Aim of the task » Swap every "Highlight" for "Outline" in the material below and give all of it again, with nothing else changed. Leave the pictures out.

---------------

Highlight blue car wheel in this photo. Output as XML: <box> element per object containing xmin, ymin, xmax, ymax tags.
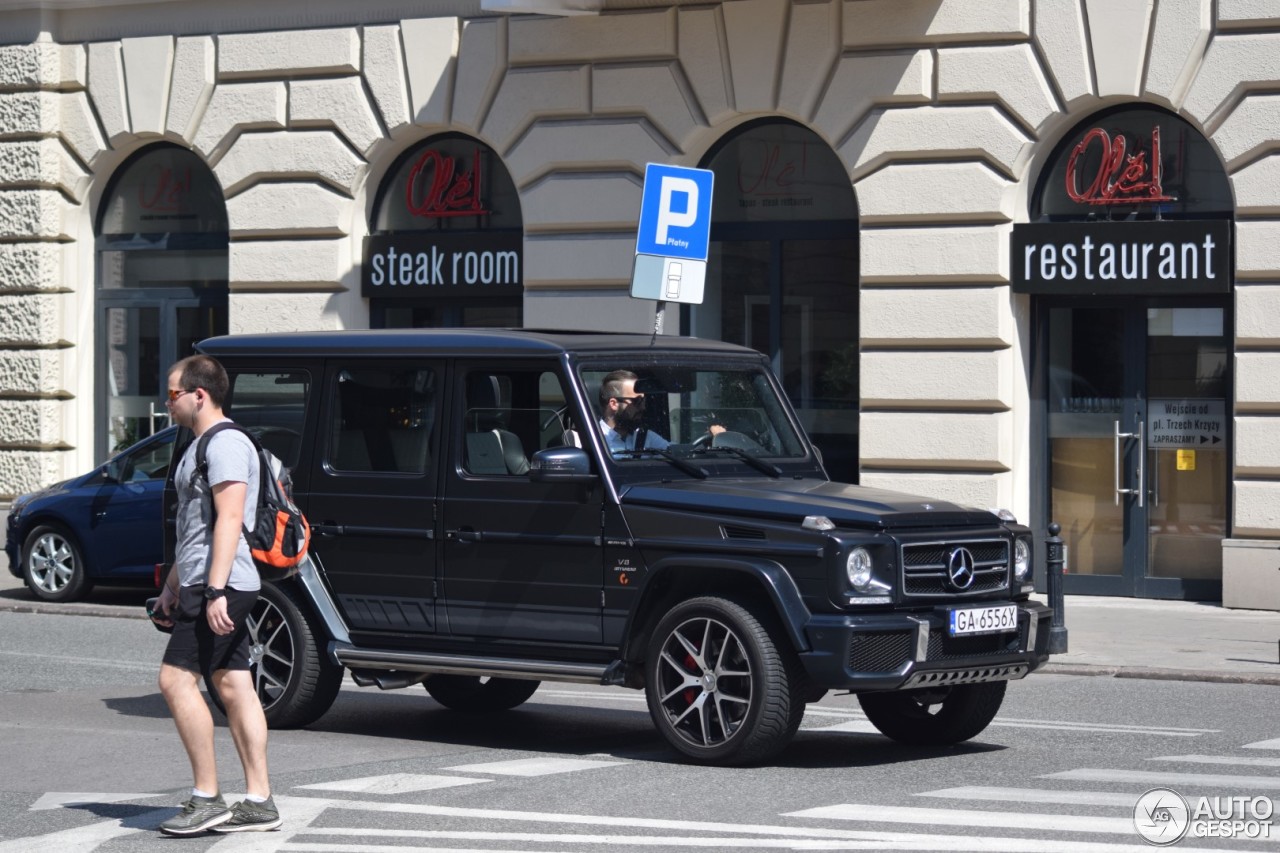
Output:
<box><xmin>22</xmin><ymin>525</ymin><xmax>92</xmax><ymax>601</ymax></box>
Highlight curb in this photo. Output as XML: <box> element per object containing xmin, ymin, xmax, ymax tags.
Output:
<box><xmin>1036</xmin><ymin>662</ymin><xmax>1280</xmax><ymax>686</ymax></box>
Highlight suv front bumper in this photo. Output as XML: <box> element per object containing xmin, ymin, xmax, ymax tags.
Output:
<box><xmin>800</xmin><ymin>602</ymin><xmax>1053</xmax><ymax>693</ymax></box>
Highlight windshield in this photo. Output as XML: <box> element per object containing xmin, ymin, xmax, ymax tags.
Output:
<box><xmin>579</xmin><ymin>355</ymin><xmax>805</xmax><ymax>464</ymax></box>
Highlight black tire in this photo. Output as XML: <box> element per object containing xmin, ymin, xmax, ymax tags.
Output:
<box><xmin>858</xmin><ymin>681</ymin><xmax>1009</xmax><ymax>747</ymax></box>
<box><xmin>22</xmin><ymin>524</ymin><xmax>93</xmax><ymax>601</ymax></box>
<box><xmin>645</xmin><ymin>597</ymin><xmax>804</xmax><ymax>766</ymax></box>
<box><xmin>422</xmin><ymin>675</ymin><xmax>540</xmax><ymax>713</ymax></box>
<box><xmin>205</xmin><ymin>583</ymin><xmax>343</xmax><ymax>729</ymax></box>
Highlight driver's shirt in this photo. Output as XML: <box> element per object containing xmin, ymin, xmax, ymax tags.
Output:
<box><xmin>600</xmin><ymin>419</ymin><xmax>671</xmax><ymax>455</ymax></box>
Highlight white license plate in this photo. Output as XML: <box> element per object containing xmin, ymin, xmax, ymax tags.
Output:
<box><xmin>947</xmin><ymin>605</ymin><xmax>1018</xmax><ymax>637</ymax></box>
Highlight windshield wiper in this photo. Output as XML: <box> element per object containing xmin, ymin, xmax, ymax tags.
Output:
<box><xmin>613</xmin><ymin>447</ymin><xmax>709</xmax><ymax>480</ymax></box>
<box><xmin>696</xmin><ymin>446</ymin><xmax>782</xmax><ymax>479</ymax></box>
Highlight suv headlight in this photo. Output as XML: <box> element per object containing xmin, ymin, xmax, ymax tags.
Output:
<box><xmin>1014</xmin><ymin>539</ymin><xmax>1032</xmax><ymax>581</ymax></box>
<box><xmin>845</xmin><ymin>547</ymin><xmax>872</xmax><ymax>592</ymax></box>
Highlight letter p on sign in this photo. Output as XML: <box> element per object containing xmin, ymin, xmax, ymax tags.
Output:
<box><xmin>636</xmin><ymin>163</ymin><xmax>714</xmax><ymax>261</ymax></box>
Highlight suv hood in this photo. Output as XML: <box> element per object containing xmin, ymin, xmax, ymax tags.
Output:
<box><xmin>621</xmin><ymin>479</ymin><xmax>1000</xmax><ymax>528</ymax></box>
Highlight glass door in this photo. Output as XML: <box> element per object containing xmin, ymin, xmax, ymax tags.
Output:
<box><xmin>1046</xmin><ymin>300</ymin><xmax>1231</xmax><ymax>599</ymax></box>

---------------

Result of the exercise »
Outline blue car wheel in this photo. Output as XML: <box> element per object containing xmin, ymin, xmax, ymax tags.
Output:
<box><xmin>22</xmin><ymin>525</ymin><xmax>92</xmax><ymax>601</ymax></box>
Outline curb in this photo. Output as XML: <box> element per object containing xmin, ymin, xmax, ymax tags.
Output:
<box><xmin>1036</xmin><ymin>662</ymin><xmax>1280</xmax><ymax>686</ymax></box>
Outline suv front bumper in this photo. Output as XML: <box> element per object containing xmin, ymin, xmax, ymax tags.
Output:
<box><xmin>800</xmin><ymin>602</ymin><xmax>1053</xmax><ymax>693</ymax></box>
Outline windshield in this photo. Output as XML: <box> element per object containing xmin, ymin, xmax, ymax tags.
Output:
<box><xmin>579</xmin><ymin>355</ymin><xmax>805</xmax><ymax>464</ymax></box>
Outline black tire in this photo. Output as XML: <box> element per object containing xmin, ymin, xmax, ymax tags.
Output:
<box><xmin>858</xmin><ymin>681</ymin><xmax>1009</xmax><ymax>747</ymax></box>
<box><xmin>22</xmin><ymin>524</ymin><xmax>93</xmax><ymax>601</ymax></box>
<box><xmin>645</xmin><ymin>597</ymin><xmax>804</xmax><ymax>766</ymax></box>
<box><xmin>422</xmin><ymin>675</ymin><xmax>540</xmax><ymax>713</ymax></box>
<box><xmin>205</xmin><ymin>583</ymin><xmax>343</xmax><ymax>729</ymax></box>
Outline driver's shirt in this photo. Output as XML: <box> element per object containing xmin, ymin, xmax, ymax tags.
Output:
<box><xmin>600</xmin><ymin>419</ymin><xmax>671</xmax><ymax>455</ymax></box>
Outline white license plate in this photo. Output as XML: <box> element per object containing xmin, ymin, xmax, ymax tags.
Output:
<box><xmin>947</xmin><ymin>605</ymin><xmax>1018</xmax><ymax>637</ymax></box>
Outline windshield wiper in this photo. Output as XML: <box> element per object containing xmin, ymin, xmax, ymax tags.
Output:
<box><xmin>613</xmin><ymin>447</ymin><xmax>709</xmax><ymax>480</ymax></box>
<box><xmin>696</xmin><ymin>446</ymin><xmax>782</xmax><ymax>479</ymax></box>
Outline suv headlight in this photo. Output as XML: <box> element per object containing xmin, ymin, xmax, ymax tags.
Output:
<box><xmin>1014</xmin><ymin>539</ymin><xmax>1032</xmax><ymax>581</ymax></box>
<box><xmin>845</xmin><ymin>547</ymin><xmax>872</xmax><ymax>592</ymax></box>
Outline letter p on sign in this photo. Output as XML: <box> element per object containing xmin, ymin, xmax, ymax tags.
Output:
<box><xmin>636</xmin><ymin>163</ymin><xmax>714</xmax><ymax>261</ymax></box>
Outline suv hood in this photo. Output as XML: <box> element per object containing xmin, ymin, xmax, ymax tags.
Output:
<box><xmin>621</xmin><ymin>479</ymin><xmax>1000</xmax><ymax>528</ymax></box>
Outline glass door in this photo. Output as XML: <box> element per object containing xmin, ymin, xmax, ymax tags.
Output:
<box><xmin>1046</xmin><ymin>300</ymin><xmax>1231</xmax><ymax>599</ymax></box>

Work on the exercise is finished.